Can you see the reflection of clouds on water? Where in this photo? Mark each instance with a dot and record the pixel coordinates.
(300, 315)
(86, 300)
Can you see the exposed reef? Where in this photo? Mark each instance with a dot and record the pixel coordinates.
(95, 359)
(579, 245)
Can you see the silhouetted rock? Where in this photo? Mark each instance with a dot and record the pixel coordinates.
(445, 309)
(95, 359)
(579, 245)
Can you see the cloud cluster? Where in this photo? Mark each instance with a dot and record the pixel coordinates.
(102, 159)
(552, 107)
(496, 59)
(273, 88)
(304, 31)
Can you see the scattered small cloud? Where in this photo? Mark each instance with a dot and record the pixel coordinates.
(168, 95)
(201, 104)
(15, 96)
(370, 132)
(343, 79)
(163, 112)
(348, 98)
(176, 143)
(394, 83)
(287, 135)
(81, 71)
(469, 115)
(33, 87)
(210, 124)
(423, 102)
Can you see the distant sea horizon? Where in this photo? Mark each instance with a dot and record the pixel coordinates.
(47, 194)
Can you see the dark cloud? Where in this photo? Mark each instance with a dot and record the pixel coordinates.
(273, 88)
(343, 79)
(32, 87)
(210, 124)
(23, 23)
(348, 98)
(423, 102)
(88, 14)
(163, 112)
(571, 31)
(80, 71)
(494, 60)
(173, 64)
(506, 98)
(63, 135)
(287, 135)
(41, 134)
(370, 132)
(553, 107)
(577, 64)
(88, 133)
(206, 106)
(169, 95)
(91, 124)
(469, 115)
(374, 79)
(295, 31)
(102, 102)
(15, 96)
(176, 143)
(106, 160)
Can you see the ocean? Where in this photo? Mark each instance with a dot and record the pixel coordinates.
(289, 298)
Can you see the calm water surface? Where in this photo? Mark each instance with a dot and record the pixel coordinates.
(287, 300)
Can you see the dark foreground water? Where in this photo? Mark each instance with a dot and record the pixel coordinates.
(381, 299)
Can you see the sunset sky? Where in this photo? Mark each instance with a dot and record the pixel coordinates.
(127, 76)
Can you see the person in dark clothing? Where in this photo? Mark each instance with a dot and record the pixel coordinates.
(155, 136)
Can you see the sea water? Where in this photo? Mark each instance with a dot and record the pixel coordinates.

= = = = = = =

Set task:
Send back each record exactly as it stands.

Completed exercise:
Can you see the reflection of clouds on water? Where in this photo? Mark each instance with a dot and record the pixel coordinates.
(300, 315)
(86, 300)
Can you see the exposed reef? Where in this photo? Mark each instance with a dot and record the pixel coordinates.
(95, 359)
(579, 245)
Can you see the silhouetted rock? Where in this photo? Mark each instance with a dot and record the pixel coordinates.
(445, 309)
(95, 359)
(579, 245)
Can you see the cloud cluster? Where in this photo? Mark each instance with a dot and record the pixel coordinates.
(102, 159)
(552, 107)
(496, 59)
(273, 88)
(304, 31)
Can you see the scattered small cloud? Where in this photo? Mark each instance with a dot and record the pixel coordinates.
(168, 95)
(201, 104)
(15, 96)
(370, 132)
(343, 79)
(163, 112)
(348, 98)
(176, 143)
(394, 83)
(287, 135)
(81, 71)
(469, 115)
(33, 87)
(210, 124)
(423, 102)
Can you see the distant sea horizon? Where in this photo? Mark each instance with a dot and record the pixel coordinates.
(47, 194)
Can you see the dark cloud? Where in this photo? Mark each instance with a dot and record the pixel coordinates.
(273, 88)
(343, 79)
(32, 87)
(210, 124)
(23, 23)
(348, 98)
(423, 102)
(88, 14)
(163, 112)
(571, 31)
(80, 71)
(494, 60)
(173, 64)
(506, 98)
(63, 135)
(287, 135)
(41, 134)
(370, 132)
(553, 107)
(577, 64)
(88, 133)
(206, 106)
(169, 95)
(91, 124)
(469, 115)
(374, 79)
(295, 31)
(102, 102)
(15, 96)
(176, 143)
(106, 160)
Can you see the ocean? Where in this photo? Mark each instance with a dot and record the pixel coordinates.
(289, 298)
Can you see the calm water surface? Where in this photo? Mark each instance with a dot and record the pixel coordinates.
(287, 300)
Can you see the dark foreground water? Where in this photo? Mark each instance with a dot and record the pixel coordinates.
(381, 299)
Can you see the sunset sky? Where in this photo? Mark each instance with a dot and record the pixel coordinates.
(127, 76)
Can you see the person in dark clothing? Where in this photo? Mark each instance with a dot and record the pixel coordinates.
(155, 136)
Can you see the sea water? Where in this photo? Mark each instance with a dot and record the pixel coordinates.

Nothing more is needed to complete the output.